--- TASK REQUIREMENTS ---
Format every line of the entries below as a JSON list of strings, with one string per line and blank lines omitted. Leave the pictures out of the answer.
....
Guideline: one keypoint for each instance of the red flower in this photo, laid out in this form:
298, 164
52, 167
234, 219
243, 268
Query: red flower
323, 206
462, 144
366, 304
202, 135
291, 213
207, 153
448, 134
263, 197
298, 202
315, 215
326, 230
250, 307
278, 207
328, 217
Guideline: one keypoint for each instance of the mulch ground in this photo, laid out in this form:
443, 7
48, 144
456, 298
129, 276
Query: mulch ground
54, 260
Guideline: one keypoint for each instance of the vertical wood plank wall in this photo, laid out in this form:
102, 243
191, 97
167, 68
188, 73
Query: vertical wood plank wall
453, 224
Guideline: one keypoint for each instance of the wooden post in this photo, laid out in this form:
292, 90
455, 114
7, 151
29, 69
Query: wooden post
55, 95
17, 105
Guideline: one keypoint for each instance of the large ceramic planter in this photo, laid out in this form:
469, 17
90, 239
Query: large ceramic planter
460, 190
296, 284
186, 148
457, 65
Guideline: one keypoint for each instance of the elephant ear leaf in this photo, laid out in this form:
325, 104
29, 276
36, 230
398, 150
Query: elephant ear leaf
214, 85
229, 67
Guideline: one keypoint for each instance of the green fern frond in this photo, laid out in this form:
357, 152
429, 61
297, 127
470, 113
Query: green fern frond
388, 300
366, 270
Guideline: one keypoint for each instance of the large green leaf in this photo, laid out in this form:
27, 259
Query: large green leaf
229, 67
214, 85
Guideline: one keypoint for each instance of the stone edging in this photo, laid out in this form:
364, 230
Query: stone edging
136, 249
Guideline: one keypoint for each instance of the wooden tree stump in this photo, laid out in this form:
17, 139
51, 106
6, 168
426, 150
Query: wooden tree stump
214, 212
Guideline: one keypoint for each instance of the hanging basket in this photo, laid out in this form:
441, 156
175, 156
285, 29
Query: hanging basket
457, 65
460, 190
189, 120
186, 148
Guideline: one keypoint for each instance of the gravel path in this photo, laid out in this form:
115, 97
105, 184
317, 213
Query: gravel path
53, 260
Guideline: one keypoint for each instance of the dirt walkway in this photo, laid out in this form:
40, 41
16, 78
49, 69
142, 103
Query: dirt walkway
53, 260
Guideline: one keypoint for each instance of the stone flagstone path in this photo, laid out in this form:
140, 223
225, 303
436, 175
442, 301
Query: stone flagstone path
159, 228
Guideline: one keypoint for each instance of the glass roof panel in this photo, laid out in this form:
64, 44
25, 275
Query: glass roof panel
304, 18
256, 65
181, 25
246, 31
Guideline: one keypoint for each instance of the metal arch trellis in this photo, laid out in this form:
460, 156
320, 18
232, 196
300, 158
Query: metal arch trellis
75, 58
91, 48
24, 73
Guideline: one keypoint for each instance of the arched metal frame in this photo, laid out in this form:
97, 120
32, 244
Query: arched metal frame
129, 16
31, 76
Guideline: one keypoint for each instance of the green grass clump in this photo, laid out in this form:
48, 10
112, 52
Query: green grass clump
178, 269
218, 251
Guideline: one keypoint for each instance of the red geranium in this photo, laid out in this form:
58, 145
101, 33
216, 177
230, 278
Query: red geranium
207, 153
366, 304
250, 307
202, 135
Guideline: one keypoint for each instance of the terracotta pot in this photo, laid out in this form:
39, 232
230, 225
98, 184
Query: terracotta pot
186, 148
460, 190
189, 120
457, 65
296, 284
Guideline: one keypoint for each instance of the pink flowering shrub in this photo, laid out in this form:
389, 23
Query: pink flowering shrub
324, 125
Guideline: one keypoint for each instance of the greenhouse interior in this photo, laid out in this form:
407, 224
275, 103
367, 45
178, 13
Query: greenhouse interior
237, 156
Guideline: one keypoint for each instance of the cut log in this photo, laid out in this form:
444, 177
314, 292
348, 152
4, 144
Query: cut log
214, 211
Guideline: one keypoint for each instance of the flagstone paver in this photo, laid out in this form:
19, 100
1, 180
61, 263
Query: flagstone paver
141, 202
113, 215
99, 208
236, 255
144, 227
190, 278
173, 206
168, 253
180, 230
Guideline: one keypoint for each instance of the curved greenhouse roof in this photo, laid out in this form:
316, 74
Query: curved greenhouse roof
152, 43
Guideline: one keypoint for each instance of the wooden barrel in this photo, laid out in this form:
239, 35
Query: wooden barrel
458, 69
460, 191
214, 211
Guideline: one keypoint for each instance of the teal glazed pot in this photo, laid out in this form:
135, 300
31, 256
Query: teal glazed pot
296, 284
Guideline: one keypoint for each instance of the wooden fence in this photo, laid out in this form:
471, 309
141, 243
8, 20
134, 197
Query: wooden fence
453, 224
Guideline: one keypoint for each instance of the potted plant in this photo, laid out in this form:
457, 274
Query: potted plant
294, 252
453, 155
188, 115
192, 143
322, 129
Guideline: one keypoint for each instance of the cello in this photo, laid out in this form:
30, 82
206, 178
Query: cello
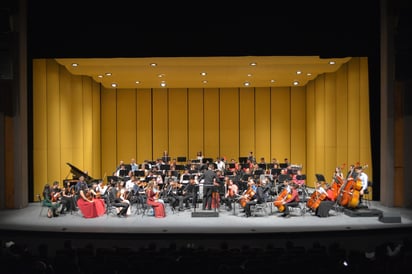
315, 199
345, 189
336, 183
284, 195
247, 196
356, 188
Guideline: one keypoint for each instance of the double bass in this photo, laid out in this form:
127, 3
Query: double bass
356, 188
345, 190
284, 195
247, 196
315, 199
336, 183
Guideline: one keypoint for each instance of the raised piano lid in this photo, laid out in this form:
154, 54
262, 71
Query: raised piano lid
77, 172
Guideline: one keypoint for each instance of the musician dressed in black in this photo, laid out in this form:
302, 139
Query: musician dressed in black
56, 196
114, 199
174, 194
190, 192
68, 198
258, 198
209, 178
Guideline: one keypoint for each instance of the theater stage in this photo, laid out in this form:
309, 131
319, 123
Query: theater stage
369, 226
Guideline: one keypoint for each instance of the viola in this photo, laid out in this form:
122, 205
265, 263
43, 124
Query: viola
345, 189
247, 197
354, 201
55, 196
284, 195
315, 199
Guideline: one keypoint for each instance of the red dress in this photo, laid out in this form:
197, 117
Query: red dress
158, 207
91, 210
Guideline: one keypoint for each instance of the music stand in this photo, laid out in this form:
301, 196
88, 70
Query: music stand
180, 167
138, 173
320, 178
207, 160
262, 166
112, 178
275, 171
301, 177
283, 177
181, 159
242, 160
283, 165
164, 167
123, 172
166, 159
258, 173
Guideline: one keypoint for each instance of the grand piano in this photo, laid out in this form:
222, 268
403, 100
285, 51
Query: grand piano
77, 173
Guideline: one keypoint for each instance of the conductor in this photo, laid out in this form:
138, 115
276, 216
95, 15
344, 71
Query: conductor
209, 179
....
--- EXERCISE SOLUTION ---
[
  "Guideline: one keypoint for each instance of the red flower in this photo, laid out in this form:",
  "298, 164",
  "52, 167",
  "234, 219",
  "243, 268",
  "Query: red flower",
  "323, 206",
  "462, 144",
  "366, 304",
  "202, 135",
  "291, 213",
  "207, 153",
  "448, 134",
  "263, 197",
  "298, 202",
  "315, 215",
  "326, 230",
  "250, 307",
  "278, 207",
  "328, 217",
  "Guideline: one keypoint for each instance of the mulch ground in this photo, laid out in this form:",
  "443, 7",
  "48, 144",
  "456, 298",
  "129, 276",
  "Query: mulch ground",
  "54, 260",
  "Guideline: one keypoint for each instance of the vertical wood plank wall in this photo, laid out in this form:",
  "102, 243",
  "191, 97",
  "167, 68",
  "188, 73",
  "Query: vertical wood plank wall",
  "453, 224",
  "Guideline: one keypoint for each instance of the wooden post in this photo, laid out in this form:",
  "292, 90",
  "455, 114",
  "7, 151",
  "29, 69",
  "Query: wooden post",
  "55, 95",
  "17, 105",
  "Guideline: one keypoint for each instance of the large ceramic planter in this photo, laid out in this form:",
  "469, 17",
  "90, 239",
  "Query: large ceramic planter",
  "460, 190",
  "296, 284",
  "186, 148",
  "457, 65",
  "Guideline: one keypoint for each instance of the elephant ear leaf in this photo, laid out in this form:",
  "325, 104",
  "29, 276",
  "36, 230",
  "398, 150",
  "Query: elephant ear leaf",
  "214, 85",
  "229, 67",
  "Guideline: one keypoint for each instance of the green fern frond in this photo, laid out in this form:",
  "357, 152",
  "429, 61",
  "297, 127",
  "470, 113",
  "Query: green fern frond",
  "388, 300",
  "366, 270",
  "Guideline: one keypoint for each instance of the large green leaf in this photo, laid out in this form:",
  "27, 259",
  "Query: large green leaf",
  "229, 67",
  "214, 85",
  "Guideline: one keypoint for each instance of the stone edging in this photo, laid out in this form:",
  "364, 230",
  "Query: stone edging",
  "136, 249",
  "Guideline: one keypoint for each instance of the wooden tree stump in this photo, laid out in this form:",
  "17, 139",
  "51, 106",
  "6, 168",
  "426, 150",
  "Query: wooden tree stump",
  "214, 212",
  "Guideline: one keypoint for each instance of the hanging basket in this photo, laid out in this form:",
  "441, 156",
  "175, 156",
  "285, 29",
  "Query: hanging basket",
  "457, 65",
  "460, 190",
  "189, 120",
  "186, 148",
  "Guideline: one keypoint for each instance of the gravel path in this photo, laid out in this form:",
  "115, 97",
  "105, 184",
  "317, 213",
  "Query: gravel path",
  "53, 260",
  "Guideline: one keypoint for each instance of the dirt walkway in this photo, laid out in this form:",
  "40, 41",
  "16, 78",
  "49, 69",
  "142, 103",
  "Query: dirt walkway",
  "53, 260",
  "Guideline: one keypoint for each instance of the stone flagstone path in this photo, laid out in this form:",
  "140, 223",
  "225, 303",
  "436, 175",
  "442, 301",
  "Query: stone flagstone path",
  "159, 228",
  "Guideline: one keypoint for each instance of the glass roof panel in this photo, laid out in this form:",
  "64, 44",
  "25, 275",
  "Query: glass roof panel",
  "304, 18",
  "256, 65",
  "181, 25",
  "246, 31",
  "Guideline: one keypoint for each instance of the metal arch trellis in this photo, laid out in this form:",
  "460, 156",
  "320, 18",
  "232, 196",
  "300, 158",
  "Query: metal arch trellis",
  "75, 58",
  "91, 48",
  "24, 73",
  "Guideline: one keypoint for each instance of the arched metal frame in this photo, laid out in this form:",
  "97, 120",
  "32, 244",
  "Query: arched metal frame",
  "129, 16",
  "31, 76",
  "Guideline: one keypoint for each instance of the green grass clump in this photo, laid out in this form:",
  "48, 10",
  "112, 52",
  "Query: green grass clump",
  "178, 269",
  "218, 251",
  "Guideline: one keypoint for each instance of the red geranium in this photo, laid out in this form:",
  "58, 145",
  "101, 33",
  "216, 177",
  "230, 278",
  "Query: red geranium",
  "207, 153",
  "366, 304",
  "250, 307",
  "202, 135",
  "Guideline: one keypoint for each instance of the terracotta pot in this photo, laid out in this form:",
  "39, 232",
  "230, 225",
  "98, 184",
  "Query: terracotta pot",
  "186, 148",
  "460, 190",
  "189, 120",
  "457, 65",
  "296, 284",
  "Guideline: one keypoint for each instance of the pink flowering shrub in this photo, laid out in this form:",
  "389, 23",
  "Query: pink flowering shrub",
  "324, 125",
  "Guideline: one keypoint for each instance of the greenhouse interior in this photo, laid out in this form:",
  "407, 224",
  "275, 103",
  "367, 45",
  "178, 13",
  "Query: greenhouse interior",
  "237, 156",
  "Guideline: one keypoint for each instance of the cut log in this photo, laid out in this form:",
  "444, 177",
  "314, 292",
  "348, 152",
  "4, 144",
  "Query: cut log",
  "214, 211",
  "Guideline: one keypoint for each instance of the flagstone paver in this photo, laid out in this form:",
  "19, 100",
  "1, 180",
  "61, 263",
  "Query: flagstone paver",
  "141, 202",
  "113, 215",
  "99, 208",
  "236, 255",
  "144, 227",
  "190, 278",
  "173, 206",
  "168, 253",
  "180, 230",
  "Guideline: one keypoint for each instance of the curved greenhouse roof in this photo, laid out in this form:",
  "316, 74",
  "Query: curved greenhouse roof",
  "152, 43",
  "Guideline: one keypoint for each instance of the wooden barrel in this photo, laid out in this form:",
  "239, 35",
  "Query: wooden barrel",
  "458, 69",
  "460, 191",
  "214, 211",
  "Guideline: one keypoint for each instance of the teal glazed pot in this photo, laid out in this form:",
  "135, 300",
  "31, 256",
  "Query: teal glazed pot",
  "296, 284",
  "Guideline: one keypoint for each instance of the wooden fence in this photo, laid out in this form:",
  "471, 309",
  "141, 243",
  "8, 20",
  "134, 197",
  "Query: wooden fence",
  "453, 224",
  "Guideline: one keypoint for each instance of the potted plant in this photo, laid out in this form:",
  "457, 274",
  "Query: potted plant",
  "294, 252",
  "453, 155",
  "188, 115",
  "192, 143",
  "322, 129",
  "Guideline: one keypoint for each instance of the cello in this photo, laid out in this form:",
  "30, 82",
  "206, 178",
  "Query: cello",
  "315, 199",
  "345, 189",
  "336, 183",
  "284, 195",
  "247, 196",
  "356, 188",
  "Guideline: one keypoint for each instance of the double bass in this photo, laid out in this form:",
  "127, 3",
  "Query: double bass",
  "356, 188",
  "345, 190",
  "284, 195",
  "247, 196",
  "315, 199",
  "336, 183",
  "Guideline: one keypoint for each instance of the raised piano lid in this photo, laid out in this form:",
  "154, 54",
  "262, 71",
  "Query: raised piano lid",
  "77, 172",
  "Guideline: one keypoint for each instance of the musician dressed in black in this photo, laid out in this form:",
  "302, 139",
  "Query: musician dressed in black",
  "56, 196",
  "114, 199",
  "174, 194",
  "190, 192",
  "68, 198",
  "258, 198",
  "209, 178",
  "Guideline: one keypoint for each instance of the theater stage in this photo, laid out in this form:",
  "309, 131",
  "319, 123",
  "Query: theater stage",
  "369, 226",
  "Guideline: one keypoint for each instance of the viola in this photo, laid out in this form:",
  "122, 205",
  "265, 263",
  "43, 124",
  "Query: viola",
  "345, 189",
  "247, 197",
  "354, 201",
  "55, 196",
  "284, 195",
  "315, 199",
  "Guideline: one keypoint for each instance of the red dress in this photo, laid out in this form:",
  "197, 117",
  "Query: red dress",
  "158, 207",
  "91, 210",
  "Guideline: one keypoint for each instance of the music stand in this photo, laid out in this form:",
  "301, 196",
  "88, 70",
  "Query: music stand",
  "180, 167",
  "138, 173",
  "320, 178",
  "207, 160",
  "262, 166",
  "112, 178",
  "275, 171",
  "301, 177",
  "283, 177",
  "181, 159",
  "242, 160",
  "283, 165",
  "164, 167",
  "123, 172",
  "166, 159",
  "258, 173",
  "Guideline: one keypoint for each instance of the grand piano in this photo, laid out in this form:",
  "222, 268",
  "403, 100",
  "285, 51",
  "Query: grand piano",
  "77, 173",
  "Guideline: one keypoint for each instance of the conductor in this photo, laid out in this form:",
  "138, 115",
  "276, 216",
  "95, 15",
  "344, 71",
  "Query: conductor",
  "209, 179"
]